TEXTE SOURCE
Position – Il faut sauver l'écotaxe
« Lorsqu’une belle idée comme celle de la protection de l’environnement se transforme en taxe, je dis non » (Ségolène Royal). Le propos surprend d’autant plus qu’il émane d’une ancienne ministre de l’Environnement, bien placée pour savoir que la fiscalité est le nerf de la guerre écologique. Depuis les travaux de l’économiste anglais Arthur Cecil Pigou dans les années 1920, on sait que taxer les « externalités » est le moyen le plus rationnel d’inciter les agents économiques à les prendre en compte. C’est un acquis indiscuté de la théorie économique appliquée à l’environnement, dont la traduction juridique est le fameux principe « pollueur-payeur », intégré depuis 2004 au bloc de constitutionnalité via la Charte de l’environnement1. Les deux objectifs de l’écotaxe – d’une part, faire supporter aux poids lourds le coût d’usage du réseau routier national et, d’autre part, donner un avantage comparatif aux transports moins émetteurs de gaz carbonique – relèvent sans discussion de ce principe de justice. On aurait aimé l’entendre rappeler par le gouvernement.
Atypique et politiquement inconséquente, la déclaration de Ségolène Royal – qualifiant au passage de « révolte citoyenne » la fronde des Bretons – n’en est pas moins révélatrice du désarroi de la classe politique et de la difficulté de gouverner lorsque la croissance se fait désespérément attendre. Dans cette débâcle, l’attitude de la droite est encore plus critiquable, ses dirigeants (à l’exception notable de Nathalie Kosciusko-Morizet) n’éprouvant aucun scrupule à renier une mesure inscrite dans la « Loi Grenelle » votée en 2009 à la quasi-unanimité de l’Assemblée nationale.
Il n’en est pas moins vrai que l’écotaxe pose problème à divers titres. Le coût de perception est très élevé (20 % des recettes) et l’on conçoit mal qu’il faille mettre en place une telle usine à gaz pour percevoir une taxe. Encore faut-il savoir que ce dispositif technique sophistiqué résulte directement de directives européennes visant à harmoniser les droits d’usage des infrastructures routières, qui imposent notamment la proportionnalité des prélèvements à la durée d’utilisation des voies (et donc une mesure précise des distances parcourues sur le réseau national dont l’écotaxe est censée financer l’entretien). Le gouvernement a fait savoir qu’il avait l’intention de renégocier à la baisse le contrat avec la société Ecomouv, mais rien ne permet de supposer une quelconque irrégularité dans la passation du marché. Jusqu’à ces derniers jours, personne n’avait d’ailleurs mis en cause la solution retenue et le prestataire a tout d’un bouc émissaire de circonstance.

ENTRÉES
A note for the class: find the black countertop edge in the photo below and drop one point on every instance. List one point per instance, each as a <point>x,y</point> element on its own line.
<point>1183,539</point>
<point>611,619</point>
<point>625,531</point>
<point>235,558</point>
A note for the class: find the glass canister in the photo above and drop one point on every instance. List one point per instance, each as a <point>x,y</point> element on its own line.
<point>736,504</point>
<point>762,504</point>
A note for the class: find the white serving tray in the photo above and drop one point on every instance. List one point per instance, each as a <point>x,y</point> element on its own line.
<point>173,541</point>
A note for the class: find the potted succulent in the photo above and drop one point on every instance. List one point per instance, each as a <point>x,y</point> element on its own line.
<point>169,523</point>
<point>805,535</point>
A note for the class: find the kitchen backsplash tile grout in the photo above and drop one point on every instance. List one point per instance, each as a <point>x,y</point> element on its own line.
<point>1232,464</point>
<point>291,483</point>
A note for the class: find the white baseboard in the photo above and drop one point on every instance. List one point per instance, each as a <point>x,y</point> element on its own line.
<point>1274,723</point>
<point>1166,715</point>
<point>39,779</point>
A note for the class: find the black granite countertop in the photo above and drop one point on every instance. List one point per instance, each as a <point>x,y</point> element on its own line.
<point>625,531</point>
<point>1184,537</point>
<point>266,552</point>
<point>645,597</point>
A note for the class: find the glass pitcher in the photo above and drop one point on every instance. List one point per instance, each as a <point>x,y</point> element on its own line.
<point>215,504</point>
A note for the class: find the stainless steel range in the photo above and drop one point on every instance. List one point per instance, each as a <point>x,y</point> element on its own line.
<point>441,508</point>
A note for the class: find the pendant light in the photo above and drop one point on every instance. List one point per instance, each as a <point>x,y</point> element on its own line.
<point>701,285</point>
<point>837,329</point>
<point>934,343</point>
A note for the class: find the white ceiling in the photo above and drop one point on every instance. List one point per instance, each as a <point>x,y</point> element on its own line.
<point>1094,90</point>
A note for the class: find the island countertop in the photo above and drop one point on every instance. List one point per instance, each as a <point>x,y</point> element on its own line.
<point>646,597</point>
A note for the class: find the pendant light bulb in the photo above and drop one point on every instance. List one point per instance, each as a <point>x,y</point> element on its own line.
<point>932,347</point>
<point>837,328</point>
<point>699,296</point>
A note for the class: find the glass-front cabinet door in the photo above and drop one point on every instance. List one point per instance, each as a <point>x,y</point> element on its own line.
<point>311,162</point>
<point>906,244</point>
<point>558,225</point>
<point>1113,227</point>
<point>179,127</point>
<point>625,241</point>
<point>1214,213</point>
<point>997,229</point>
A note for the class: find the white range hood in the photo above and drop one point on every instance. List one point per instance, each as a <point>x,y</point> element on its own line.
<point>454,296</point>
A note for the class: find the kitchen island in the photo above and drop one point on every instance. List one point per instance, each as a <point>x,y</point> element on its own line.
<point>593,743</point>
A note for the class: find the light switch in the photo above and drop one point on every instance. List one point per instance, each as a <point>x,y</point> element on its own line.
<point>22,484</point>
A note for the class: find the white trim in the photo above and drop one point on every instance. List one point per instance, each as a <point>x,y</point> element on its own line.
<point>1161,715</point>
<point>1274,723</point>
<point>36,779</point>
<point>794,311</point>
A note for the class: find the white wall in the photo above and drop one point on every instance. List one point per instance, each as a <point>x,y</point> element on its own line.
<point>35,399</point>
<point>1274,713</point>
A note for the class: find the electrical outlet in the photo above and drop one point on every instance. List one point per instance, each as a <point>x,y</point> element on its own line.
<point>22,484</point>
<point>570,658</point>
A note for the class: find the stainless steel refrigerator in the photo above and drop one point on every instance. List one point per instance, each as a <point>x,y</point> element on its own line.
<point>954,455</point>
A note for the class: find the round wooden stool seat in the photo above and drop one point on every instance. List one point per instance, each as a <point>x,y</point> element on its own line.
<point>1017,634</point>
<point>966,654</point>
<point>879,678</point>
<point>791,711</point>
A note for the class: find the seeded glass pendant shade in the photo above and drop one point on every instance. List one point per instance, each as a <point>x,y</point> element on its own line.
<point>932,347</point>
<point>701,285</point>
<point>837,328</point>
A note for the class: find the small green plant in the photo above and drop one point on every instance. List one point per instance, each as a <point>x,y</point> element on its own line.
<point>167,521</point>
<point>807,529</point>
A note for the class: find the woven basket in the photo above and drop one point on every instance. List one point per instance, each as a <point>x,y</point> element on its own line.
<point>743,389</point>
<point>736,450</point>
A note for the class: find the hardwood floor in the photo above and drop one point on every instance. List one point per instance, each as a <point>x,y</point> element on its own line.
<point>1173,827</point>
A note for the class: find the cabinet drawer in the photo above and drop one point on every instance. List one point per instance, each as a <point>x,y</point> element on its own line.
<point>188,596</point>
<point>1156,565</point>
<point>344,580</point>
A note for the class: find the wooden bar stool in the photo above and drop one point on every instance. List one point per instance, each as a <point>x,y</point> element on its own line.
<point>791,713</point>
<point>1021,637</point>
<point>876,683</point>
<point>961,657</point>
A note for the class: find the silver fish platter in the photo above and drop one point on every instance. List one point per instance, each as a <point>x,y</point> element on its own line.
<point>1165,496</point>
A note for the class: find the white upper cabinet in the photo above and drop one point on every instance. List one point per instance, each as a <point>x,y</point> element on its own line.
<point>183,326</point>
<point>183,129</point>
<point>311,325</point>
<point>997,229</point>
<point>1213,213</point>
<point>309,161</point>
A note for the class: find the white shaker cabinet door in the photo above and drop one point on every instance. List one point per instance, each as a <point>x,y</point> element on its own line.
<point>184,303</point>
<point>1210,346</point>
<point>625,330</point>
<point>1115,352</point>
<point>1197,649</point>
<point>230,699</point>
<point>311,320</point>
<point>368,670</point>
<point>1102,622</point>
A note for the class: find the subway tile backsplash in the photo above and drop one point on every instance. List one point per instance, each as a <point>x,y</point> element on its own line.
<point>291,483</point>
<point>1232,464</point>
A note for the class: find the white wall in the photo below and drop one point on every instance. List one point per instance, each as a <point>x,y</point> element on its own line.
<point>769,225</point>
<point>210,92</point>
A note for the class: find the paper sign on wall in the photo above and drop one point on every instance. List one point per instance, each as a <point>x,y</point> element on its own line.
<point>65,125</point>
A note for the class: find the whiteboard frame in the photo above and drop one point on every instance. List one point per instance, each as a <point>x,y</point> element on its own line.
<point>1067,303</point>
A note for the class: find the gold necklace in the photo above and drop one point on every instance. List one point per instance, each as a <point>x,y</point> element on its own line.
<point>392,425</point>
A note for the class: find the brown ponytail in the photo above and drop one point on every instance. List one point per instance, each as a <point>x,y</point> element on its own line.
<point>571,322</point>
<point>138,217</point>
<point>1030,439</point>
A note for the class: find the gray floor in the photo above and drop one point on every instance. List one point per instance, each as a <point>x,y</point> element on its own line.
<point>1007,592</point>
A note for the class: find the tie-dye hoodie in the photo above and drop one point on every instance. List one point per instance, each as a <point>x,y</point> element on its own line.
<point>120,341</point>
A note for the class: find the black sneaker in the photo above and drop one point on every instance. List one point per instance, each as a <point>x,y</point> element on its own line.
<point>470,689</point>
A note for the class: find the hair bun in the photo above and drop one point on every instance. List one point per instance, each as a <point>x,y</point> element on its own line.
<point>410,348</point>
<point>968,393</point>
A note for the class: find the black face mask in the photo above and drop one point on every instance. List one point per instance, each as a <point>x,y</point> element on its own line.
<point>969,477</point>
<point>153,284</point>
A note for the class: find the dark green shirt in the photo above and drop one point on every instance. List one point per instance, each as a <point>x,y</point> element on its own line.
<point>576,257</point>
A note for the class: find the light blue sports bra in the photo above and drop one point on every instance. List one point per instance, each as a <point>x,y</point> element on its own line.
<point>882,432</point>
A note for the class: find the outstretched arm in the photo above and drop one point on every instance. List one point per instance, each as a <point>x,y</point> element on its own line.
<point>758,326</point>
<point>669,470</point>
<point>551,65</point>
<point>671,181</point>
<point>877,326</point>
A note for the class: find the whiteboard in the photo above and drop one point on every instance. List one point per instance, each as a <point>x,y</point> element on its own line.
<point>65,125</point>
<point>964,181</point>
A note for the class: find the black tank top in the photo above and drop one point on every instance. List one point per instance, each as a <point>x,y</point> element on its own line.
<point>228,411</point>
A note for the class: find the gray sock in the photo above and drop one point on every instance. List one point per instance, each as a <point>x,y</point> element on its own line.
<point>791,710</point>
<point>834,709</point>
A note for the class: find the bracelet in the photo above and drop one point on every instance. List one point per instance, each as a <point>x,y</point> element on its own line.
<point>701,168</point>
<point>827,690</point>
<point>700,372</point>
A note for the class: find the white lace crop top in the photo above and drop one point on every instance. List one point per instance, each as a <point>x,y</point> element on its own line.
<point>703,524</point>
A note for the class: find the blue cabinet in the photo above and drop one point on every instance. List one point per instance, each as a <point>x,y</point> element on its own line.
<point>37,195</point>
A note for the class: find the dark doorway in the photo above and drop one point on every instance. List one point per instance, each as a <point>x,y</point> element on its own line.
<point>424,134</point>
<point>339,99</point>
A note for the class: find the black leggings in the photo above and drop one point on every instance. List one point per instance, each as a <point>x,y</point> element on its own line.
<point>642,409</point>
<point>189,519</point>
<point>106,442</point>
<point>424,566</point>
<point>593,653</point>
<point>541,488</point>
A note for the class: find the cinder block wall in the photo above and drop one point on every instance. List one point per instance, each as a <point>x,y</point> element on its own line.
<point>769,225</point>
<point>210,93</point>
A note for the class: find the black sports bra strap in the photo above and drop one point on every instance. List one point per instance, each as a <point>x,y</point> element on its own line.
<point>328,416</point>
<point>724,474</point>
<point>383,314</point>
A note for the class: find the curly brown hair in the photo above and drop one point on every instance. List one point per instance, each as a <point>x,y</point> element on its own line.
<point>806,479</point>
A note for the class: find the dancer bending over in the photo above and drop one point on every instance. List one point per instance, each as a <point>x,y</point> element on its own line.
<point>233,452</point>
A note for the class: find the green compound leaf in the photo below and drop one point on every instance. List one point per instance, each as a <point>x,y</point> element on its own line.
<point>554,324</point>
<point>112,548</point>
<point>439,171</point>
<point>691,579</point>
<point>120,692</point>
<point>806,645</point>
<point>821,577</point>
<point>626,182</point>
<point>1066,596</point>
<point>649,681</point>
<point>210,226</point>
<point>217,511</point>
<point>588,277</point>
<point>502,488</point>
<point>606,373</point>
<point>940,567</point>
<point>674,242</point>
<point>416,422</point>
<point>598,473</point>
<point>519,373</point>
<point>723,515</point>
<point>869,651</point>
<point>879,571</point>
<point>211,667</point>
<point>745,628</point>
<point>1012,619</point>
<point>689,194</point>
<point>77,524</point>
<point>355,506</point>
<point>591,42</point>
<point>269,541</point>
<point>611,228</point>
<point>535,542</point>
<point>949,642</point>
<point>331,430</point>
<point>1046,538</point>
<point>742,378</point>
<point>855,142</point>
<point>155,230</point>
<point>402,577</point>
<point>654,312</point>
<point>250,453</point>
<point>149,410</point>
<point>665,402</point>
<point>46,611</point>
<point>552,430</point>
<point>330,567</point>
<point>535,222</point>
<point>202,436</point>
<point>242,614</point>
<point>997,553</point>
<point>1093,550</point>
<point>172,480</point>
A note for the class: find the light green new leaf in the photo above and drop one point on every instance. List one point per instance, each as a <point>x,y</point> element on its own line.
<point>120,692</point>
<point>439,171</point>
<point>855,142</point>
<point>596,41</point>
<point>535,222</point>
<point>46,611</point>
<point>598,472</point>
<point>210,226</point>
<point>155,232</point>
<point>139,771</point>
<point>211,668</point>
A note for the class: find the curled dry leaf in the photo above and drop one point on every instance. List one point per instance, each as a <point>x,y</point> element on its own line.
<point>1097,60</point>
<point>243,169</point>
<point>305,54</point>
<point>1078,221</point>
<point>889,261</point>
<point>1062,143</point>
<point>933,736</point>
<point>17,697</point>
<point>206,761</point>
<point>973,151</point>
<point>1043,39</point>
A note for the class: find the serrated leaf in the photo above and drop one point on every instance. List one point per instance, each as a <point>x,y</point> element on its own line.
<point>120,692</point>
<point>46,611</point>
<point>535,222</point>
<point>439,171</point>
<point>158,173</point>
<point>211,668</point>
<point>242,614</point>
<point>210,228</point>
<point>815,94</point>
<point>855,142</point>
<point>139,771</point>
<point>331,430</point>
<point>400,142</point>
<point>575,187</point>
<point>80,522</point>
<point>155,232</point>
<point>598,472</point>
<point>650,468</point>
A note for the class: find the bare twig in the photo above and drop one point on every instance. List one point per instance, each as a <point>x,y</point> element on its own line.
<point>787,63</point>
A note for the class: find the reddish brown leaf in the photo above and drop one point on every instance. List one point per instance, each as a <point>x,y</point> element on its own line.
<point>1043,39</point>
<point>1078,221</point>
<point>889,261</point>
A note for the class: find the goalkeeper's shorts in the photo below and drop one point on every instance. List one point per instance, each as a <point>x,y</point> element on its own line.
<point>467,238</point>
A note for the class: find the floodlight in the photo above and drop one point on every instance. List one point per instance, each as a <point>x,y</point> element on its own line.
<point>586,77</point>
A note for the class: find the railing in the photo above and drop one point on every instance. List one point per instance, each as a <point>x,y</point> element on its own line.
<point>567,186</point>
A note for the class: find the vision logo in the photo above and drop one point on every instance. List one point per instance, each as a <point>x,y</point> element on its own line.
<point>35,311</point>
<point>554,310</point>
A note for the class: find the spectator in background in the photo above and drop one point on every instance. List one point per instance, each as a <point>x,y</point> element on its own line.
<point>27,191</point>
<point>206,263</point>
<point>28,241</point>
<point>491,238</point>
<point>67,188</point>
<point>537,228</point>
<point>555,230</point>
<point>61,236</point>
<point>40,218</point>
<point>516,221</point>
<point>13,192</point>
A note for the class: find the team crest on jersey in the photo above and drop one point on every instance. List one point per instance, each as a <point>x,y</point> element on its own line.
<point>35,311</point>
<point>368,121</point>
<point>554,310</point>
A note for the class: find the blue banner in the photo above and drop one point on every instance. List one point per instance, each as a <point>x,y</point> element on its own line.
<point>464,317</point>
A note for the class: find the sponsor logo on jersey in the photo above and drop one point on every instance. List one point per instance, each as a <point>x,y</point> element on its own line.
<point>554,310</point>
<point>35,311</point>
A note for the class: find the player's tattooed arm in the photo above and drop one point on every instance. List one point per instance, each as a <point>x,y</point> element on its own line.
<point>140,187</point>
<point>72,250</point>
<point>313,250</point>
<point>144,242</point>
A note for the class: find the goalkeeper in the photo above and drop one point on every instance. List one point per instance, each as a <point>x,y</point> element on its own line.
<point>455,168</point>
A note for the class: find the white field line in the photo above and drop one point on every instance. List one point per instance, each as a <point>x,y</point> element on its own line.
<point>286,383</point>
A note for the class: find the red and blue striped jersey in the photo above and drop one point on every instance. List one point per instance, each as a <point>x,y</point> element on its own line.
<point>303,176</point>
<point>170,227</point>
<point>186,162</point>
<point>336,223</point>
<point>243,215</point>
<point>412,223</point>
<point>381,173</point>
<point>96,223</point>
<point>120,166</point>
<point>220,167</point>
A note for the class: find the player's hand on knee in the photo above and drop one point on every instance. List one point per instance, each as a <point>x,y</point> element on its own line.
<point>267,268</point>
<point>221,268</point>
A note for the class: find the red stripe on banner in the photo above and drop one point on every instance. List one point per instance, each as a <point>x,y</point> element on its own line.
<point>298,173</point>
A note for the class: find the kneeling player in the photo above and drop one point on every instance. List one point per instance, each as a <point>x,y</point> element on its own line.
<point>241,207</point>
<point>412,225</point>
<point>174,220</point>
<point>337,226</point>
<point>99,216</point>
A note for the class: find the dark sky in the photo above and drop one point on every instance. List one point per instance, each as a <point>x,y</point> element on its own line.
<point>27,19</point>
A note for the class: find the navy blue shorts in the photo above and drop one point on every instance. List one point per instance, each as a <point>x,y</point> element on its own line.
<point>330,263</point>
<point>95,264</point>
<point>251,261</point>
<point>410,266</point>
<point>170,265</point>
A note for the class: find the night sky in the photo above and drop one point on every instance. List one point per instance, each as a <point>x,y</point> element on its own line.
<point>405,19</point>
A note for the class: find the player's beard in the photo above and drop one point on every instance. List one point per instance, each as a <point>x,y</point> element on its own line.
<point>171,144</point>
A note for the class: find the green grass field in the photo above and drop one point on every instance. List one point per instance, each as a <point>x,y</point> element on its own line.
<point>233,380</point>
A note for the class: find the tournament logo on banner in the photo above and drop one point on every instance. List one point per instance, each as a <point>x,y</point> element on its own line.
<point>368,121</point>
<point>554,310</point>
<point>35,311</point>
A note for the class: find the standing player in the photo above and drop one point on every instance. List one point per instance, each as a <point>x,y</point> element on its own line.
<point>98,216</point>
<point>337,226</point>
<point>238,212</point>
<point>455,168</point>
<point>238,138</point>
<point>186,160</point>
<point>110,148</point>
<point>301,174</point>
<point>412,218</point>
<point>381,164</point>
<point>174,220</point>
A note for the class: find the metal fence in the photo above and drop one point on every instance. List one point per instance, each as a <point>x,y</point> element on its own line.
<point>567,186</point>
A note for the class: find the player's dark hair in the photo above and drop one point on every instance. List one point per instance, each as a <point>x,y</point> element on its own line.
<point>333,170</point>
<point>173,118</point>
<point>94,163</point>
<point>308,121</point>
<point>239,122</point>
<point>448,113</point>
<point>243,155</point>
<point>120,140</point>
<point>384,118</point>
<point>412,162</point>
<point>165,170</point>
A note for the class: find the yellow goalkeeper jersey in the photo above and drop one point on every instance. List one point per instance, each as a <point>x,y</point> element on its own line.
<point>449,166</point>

CONSIGNE
D'après le texte sur l'écotaxe, quelle proportion des recettes le coût de perception représente-t-il ?

RÉPONSE ATTENDUE
Il représente 20 % des recettes.